Set task:
Rewrite the items from the line with "Task: where can the cascading" up to and including the line with "x=115, y=162", changing "cascading water" to "falling water" wherever it occurs and leaving everything else as it is.

## START Records for this task

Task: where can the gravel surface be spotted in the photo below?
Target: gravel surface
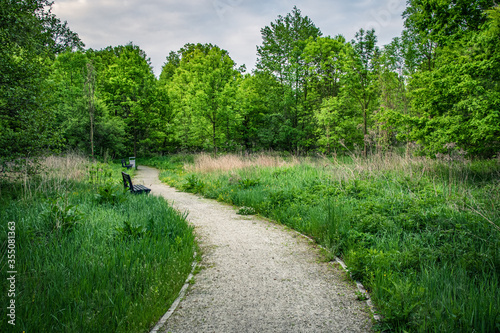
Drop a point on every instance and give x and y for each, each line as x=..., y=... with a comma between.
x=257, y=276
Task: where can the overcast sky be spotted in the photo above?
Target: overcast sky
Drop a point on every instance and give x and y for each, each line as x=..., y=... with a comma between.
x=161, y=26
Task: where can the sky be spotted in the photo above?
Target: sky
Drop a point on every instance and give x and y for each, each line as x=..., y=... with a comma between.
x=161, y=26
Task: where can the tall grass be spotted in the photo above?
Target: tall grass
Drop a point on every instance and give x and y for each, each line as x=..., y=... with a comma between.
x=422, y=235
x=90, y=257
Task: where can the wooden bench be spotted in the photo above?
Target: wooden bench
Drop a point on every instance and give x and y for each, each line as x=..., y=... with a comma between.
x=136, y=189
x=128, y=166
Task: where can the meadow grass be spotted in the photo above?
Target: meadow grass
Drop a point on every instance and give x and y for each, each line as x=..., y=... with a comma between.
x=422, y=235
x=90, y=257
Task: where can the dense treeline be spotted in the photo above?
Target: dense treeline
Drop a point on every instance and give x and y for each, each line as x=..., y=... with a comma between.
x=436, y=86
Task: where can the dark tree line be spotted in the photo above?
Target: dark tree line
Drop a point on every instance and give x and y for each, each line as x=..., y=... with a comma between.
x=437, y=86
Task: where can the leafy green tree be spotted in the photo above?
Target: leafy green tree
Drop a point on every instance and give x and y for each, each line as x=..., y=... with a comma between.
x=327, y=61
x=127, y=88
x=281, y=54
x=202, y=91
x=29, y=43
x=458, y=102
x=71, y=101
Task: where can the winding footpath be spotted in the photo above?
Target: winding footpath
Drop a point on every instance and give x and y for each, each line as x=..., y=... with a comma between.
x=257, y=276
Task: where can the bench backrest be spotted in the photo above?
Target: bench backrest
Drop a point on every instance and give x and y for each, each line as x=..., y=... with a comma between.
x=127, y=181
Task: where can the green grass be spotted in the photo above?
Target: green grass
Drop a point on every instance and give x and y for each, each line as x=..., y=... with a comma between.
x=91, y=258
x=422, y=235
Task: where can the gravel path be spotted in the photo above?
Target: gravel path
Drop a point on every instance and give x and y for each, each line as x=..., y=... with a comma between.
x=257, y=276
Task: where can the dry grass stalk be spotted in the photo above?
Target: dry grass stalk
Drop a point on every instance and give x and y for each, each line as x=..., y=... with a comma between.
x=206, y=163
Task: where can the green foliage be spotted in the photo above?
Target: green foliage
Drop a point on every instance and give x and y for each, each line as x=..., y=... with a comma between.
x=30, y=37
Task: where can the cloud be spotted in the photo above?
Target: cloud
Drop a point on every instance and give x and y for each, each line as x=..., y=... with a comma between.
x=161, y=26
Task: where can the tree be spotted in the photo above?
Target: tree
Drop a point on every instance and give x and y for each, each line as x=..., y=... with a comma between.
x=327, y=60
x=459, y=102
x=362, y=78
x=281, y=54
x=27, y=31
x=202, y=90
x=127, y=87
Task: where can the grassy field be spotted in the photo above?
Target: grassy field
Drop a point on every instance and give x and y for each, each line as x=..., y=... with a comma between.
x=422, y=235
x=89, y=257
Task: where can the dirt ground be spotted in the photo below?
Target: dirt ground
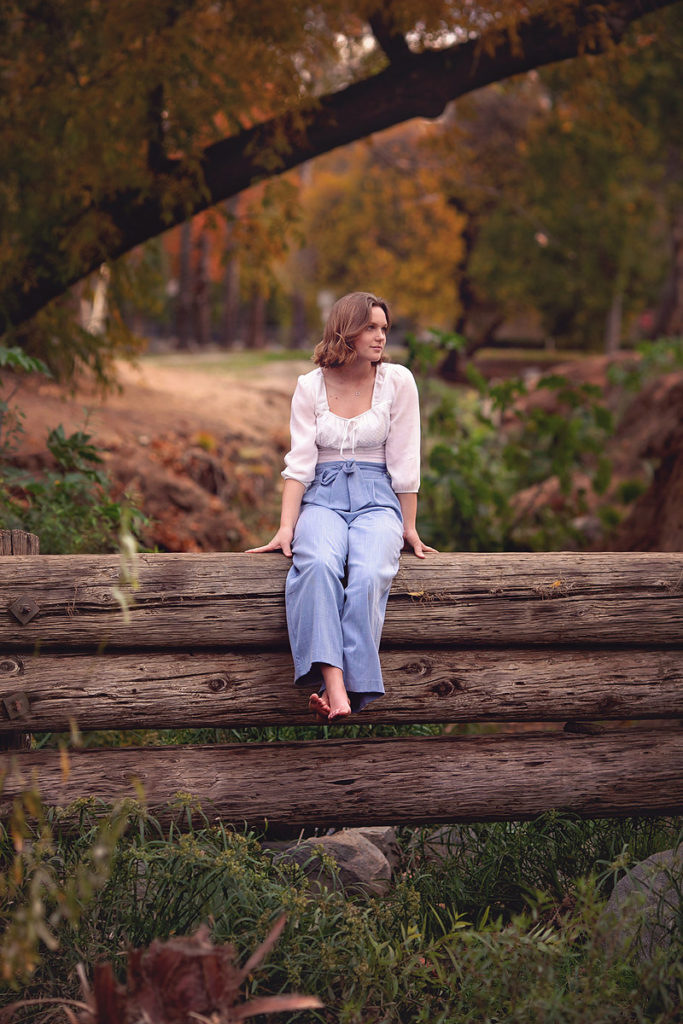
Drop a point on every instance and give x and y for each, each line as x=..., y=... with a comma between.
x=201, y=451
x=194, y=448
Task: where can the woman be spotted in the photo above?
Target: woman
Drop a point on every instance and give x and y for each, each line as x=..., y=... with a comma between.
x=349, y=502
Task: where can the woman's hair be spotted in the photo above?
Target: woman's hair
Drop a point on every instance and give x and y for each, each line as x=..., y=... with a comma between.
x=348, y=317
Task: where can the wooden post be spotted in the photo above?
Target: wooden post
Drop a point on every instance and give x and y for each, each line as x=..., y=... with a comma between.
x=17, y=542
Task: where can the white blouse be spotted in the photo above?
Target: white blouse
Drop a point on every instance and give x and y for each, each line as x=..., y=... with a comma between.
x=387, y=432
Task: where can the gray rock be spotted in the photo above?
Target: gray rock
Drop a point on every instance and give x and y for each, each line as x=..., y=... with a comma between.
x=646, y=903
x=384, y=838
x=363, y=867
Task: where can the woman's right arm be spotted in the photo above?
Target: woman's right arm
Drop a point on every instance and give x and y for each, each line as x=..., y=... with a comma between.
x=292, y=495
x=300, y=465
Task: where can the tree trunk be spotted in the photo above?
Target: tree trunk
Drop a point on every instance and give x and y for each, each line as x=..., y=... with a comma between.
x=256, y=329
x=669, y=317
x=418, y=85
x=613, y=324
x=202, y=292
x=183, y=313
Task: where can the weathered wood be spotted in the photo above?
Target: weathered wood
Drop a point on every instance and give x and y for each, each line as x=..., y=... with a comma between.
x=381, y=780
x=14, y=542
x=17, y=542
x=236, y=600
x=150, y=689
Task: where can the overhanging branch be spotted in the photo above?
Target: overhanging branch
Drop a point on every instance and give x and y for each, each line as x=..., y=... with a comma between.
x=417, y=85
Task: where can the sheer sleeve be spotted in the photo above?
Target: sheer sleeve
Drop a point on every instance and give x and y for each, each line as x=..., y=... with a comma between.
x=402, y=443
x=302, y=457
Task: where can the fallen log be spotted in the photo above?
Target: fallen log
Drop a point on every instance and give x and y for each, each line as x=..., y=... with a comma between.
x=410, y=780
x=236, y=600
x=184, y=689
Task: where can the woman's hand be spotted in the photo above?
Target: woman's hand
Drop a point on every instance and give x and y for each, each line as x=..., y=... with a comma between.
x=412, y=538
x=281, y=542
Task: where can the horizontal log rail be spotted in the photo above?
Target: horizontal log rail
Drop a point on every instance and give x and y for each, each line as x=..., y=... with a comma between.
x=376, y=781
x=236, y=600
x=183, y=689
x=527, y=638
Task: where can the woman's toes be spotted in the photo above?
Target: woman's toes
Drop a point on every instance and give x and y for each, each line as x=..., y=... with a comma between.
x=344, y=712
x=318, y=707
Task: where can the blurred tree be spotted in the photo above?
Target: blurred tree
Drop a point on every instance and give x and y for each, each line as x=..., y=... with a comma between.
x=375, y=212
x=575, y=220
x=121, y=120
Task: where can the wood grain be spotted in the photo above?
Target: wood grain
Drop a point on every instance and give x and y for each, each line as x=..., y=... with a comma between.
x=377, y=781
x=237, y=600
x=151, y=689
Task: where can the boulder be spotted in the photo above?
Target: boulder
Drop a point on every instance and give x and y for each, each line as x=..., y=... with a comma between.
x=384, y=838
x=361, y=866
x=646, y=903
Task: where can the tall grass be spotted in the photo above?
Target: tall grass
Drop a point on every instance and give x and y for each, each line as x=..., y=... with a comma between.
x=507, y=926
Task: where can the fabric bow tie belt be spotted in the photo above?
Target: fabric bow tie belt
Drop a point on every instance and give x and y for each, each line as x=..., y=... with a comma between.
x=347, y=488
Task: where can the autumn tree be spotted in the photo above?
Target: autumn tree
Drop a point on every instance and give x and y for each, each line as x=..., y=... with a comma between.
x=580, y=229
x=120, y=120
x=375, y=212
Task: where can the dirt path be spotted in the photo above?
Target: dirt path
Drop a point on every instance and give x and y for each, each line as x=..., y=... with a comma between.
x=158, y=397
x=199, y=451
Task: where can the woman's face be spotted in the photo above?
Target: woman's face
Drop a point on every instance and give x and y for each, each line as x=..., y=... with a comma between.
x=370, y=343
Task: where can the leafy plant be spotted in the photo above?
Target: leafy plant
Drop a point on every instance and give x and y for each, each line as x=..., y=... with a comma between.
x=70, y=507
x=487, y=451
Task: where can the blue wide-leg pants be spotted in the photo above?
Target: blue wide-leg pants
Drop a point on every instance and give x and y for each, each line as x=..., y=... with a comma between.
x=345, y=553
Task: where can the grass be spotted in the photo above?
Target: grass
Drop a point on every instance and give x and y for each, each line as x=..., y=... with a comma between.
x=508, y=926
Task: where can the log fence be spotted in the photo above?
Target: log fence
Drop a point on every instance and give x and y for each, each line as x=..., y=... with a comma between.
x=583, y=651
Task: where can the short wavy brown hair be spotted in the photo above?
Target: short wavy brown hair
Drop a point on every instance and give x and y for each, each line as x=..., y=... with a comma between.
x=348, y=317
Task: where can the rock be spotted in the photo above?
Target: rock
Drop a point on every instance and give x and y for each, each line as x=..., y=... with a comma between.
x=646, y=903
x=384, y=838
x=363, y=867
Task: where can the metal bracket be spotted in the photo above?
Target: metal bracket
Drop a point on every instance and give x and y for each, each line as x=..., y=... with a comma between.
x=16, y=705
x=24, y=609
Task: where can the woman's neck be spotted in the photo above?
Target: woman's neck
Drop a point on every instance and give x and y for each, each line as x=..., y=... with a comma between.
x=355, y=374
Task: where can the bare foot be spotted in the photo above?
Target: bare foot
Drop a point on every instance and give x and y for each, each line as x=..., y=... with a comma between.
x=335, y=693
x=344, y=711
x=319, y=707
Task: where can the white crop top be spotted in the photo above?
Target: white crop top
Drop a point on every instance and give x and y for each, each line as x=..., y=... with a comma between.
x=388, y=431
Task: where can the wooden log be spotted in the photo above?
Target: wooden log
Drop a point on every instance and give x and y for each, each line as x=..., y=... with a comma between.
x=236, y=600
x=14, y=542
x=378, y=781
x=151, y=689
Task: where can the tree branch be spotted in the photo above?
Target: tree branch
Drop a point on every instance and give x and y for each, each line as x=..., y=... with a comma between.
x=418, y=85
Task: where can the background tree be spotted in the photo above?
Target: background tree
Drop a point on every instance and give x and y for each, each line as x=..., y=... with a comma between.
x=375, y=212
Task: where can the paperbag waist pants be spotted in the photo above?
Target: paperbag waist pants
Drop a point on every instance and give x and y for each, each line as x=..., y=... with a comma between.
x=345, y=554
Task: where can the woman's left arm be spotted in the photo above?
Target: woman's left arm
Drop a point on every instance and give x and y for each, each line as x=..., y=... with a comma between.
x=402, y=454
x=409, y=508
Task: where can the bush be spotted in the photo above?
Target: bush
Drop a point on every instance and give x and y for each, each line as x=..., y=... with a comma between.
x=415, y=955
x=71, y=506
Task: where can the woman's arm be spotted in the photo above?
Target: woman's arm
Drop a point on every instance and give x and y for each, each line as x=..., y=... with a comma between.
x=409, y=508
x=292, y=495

## END Records for this task
## START Records for this task

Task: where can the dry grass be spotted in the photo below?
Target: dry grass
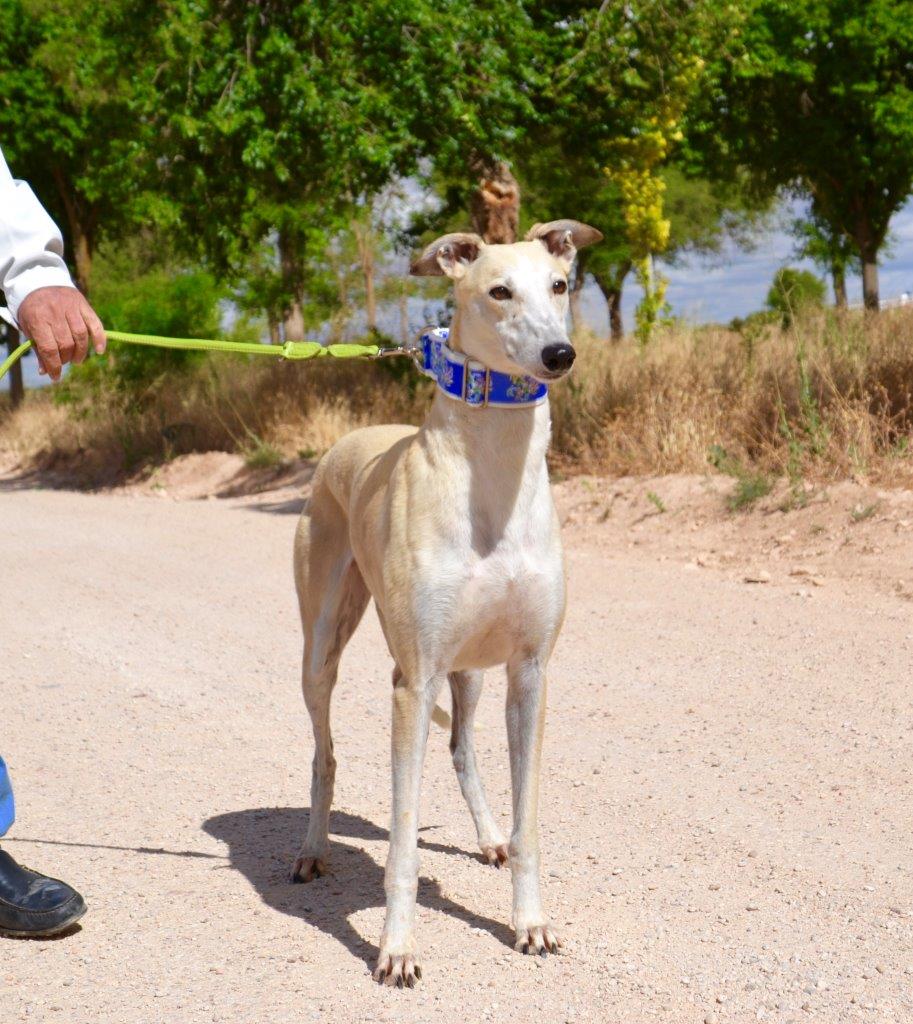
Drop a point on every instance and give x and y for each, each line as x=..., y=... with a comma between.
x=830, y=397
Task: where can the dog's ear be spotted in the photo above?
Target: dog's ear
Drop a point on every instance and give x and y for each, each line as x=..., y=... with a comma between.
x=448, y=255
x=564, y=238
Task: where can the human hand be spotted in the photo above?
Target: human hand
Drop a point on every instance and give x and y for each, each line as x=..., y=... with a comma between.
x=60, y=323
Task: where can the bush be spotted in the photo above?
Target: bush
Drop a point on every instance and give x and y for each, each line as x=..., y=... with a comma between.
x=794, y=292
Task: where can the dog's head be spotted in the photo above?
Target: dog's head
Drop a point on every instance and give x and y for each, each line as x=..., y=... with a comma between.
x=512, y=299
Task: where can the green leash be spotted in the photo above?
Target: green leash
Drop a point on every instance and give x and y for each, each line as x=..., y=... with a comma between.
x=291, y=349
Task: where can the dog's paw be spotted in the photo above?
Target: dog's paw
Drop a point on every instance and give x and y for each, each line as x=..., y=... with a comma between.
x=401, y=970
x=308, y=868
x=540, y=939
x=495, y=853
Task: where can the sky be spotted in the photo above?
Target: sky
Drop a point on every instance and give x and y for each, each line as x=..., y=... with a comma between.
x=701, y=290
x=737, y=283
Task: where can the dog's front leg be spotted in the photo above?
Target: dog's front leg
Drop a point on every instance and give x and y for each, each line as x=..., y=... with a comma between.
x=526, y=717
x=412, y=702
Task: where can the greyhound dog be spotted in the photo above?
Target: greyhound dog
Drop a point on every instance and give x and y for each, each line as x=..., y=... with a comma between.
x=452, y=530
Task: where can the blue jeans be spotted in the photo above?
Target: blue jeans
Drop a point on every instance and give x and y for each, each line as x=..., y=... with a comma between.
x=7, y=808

## END Records for this task
## START Records for this task

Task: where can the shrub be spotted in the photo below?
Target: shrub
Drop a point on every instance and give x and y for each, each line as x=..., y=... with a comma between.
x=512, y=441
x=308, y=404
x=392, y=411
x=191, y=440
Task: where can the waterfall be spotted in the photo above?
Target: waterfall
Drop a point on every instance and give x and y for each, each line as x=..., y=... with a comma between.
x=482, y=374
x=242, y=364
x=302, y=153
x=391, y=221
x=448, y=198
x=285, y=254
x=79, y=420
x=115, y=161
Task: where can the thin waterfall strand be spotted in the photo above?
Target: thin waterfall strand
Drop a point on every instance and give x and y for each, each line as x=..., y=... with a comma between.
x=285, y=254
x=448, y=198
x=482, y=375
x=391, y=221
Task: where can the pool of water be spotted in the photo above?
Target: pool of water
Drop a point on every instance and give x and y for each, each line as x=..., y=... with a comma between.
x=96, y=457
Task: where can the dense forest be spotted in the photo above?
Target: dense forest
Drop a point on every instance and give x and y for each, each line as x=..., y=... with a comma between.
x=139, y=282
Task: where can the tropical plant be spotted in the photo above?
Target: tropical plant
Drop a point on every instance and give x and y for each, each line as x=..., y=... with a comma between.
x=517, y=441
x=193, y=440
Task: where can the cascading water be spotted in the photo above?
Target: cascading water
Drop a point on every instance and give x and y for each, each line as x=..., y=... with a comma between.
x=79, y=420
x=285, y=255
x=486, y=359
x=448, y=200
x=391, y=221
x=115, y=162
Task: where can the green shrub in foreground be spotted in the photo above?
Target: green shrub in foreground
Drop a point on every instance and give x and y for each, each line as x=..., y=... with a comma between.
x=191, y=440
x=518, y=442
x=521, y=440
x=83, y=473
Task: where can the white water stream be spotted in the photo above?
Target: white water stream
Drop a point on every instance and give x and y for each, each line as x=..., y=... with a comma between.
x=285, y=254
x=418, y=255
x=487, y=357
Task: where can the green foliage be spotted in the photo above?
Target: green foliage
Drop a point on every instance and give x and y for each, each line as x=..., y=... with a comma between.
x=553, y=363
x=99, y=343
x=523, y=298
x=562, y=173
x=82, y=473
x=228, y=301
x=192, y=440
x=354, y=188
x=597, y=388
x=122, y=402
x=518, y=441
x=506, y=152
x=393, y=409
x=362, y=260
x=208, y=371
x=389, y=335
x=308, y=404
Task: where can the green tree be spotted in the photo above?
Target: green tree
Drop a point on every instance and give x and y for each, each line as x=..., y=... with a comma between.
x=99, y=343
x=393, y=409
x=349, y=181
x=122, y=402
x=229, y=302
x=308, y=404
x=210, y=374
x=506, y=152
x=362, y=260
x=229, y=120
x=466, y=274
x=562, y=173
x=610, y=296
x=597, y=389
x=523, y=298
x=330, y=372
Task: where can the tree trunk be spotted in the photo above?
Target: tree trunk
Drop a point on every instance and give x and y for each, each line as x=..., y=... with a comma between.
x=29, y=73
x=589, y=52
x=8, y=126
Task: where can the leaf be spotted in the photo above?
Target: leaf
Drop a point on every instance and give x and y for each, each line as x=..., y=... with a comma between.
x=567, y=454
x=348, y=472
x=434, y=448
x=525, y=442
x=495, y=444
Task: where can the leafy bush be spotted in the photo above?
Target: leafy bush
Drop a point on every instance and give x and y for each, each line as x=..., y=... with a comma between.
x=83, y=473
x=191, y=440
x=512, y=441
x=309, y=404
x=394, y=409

## END Records for this task

Finished task:
Task: where can the falling water be spotted in the photo above?
Target: falling water
Drop a point on every instance and give x and y for each, each line as x=..., y=... with a comma between.
x=79, y=420
x=285, y=255
x=486, y=359
x=448, y=200
x=391, y=221
x=115, y=162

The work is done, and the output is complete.